**WHAT THIS TASK INVOLVES**
Rescale the rows starting with the line containing "Exercise. Point to the sky" and going on through the end of the rows. Write out every line again, requests included, and multiply each answer coordinate by 1.4, rounding to whole numbers with halves going up; leave the numbers in the requests and their samples unchanged.

(Stored entries)
***

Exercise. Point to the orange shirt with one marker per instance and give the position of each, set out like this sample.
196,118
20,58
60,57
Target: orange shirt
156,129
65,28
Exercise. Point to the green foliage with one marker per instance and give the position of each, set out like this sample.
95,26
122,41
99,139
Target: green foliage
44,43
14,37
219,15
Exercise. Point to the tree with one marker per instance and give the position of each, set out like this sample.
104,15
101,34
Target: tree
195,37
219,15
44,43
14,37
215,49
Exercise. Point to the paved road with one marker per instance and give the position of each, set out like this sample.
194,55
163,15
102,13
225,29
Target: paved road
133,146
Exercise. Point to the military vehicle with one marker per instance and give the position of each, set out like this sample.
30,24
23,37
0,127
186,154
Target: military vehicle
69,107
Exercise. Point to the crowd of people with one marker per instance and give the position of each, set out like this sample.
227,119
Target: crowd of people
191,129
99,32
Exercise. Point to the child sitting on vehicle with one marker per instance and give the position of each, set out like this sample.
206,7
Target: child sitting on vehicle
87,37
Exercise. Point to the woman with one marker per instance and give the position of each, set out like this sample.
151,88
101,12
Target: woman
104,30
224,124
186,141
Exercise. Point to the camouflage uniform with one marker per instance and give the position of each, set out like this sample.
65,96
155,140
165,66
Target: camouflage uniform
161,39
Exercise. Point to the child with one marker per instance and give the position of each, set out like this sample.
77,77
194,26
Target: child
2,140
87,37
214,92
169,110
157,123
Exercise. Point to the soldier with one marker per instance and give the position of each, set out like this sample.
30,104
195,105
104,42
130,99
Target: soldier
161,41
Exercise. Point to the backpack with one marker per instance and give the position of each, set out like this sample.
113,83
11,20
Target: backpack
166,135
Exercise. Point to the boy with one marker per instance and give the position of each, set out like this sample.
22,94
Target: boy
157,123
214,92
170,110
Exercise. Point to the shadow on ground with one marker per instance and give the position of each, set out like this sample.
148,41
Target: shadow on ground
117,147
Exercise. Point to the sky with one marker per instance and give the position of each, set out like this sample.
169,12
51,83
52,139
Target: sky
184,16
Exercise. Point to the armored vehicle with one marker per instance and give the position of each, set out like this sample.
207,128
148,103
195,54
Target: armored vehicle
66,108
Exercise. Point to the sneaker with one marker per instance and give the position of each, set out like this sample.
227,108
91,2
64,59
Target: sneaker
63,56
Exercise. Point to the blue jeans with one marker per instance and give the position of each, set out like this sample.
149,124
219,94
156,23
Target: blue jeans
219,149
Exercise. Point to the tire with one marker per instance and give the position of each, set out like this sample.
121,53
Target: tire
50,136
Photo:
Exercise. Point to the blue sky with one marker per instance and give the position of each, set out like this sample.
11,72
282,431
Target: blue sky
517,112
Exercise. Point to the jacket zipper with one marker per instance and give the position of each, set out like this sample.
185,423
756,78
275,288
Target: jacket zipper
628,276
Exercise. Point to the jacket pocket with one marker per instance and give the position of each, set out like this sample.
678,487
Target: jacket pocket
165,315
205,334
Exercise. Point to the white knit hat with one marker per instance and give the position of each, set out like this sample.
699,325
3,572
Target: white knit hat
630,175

***

**TASK RESULT**
Exercise. Point to the sky with one marker per instance and give the position of each, set out like this sample.
169,12
51,83
52,139
Target: sky
258,22
Exercise. Point to the armored vehicle with one marker per instance and give the position of each, set out like this sample.
207,128
148,103
195,54
Target: armored vehicle
92,151
Exercise. Point to the sneaker with one marker per instance and give the position of each, set out like this sample.
227,108
91,2
64,59
Target: sneaker
88,78
Exercise. Point to the blue jeans with one marker per instance and give the position of each, set out like this sample.
149,124
219,94
156,23
Target: blue jeans
307,209
Exercise. Point to the tire with one marker per instance and give the position of each, set out like this sample.
121,53
Target: tire
70,190
Photo:
Exercise. Point to the blue sky with one marker per instance and give the position of each, set out like this sample.
11,72
282,431
Target: blue sky
724,157
Exercise. Point to the jacket zipper with one marker per instance and give the position of each, set out like this sample.
185,423
756,78
275,288
Target: jacket zipper
879,386
Exercise. Point to the jacket pocket with one marker per instance and give the position of each, set out like this sample.
678,487
Target: jacket pocket
231,441
287,468
Exercise. Point to the white knit hat with one marker per instance and give the position of each, set out like this sample.
699,325
3,572
Target: white knit hat
882,245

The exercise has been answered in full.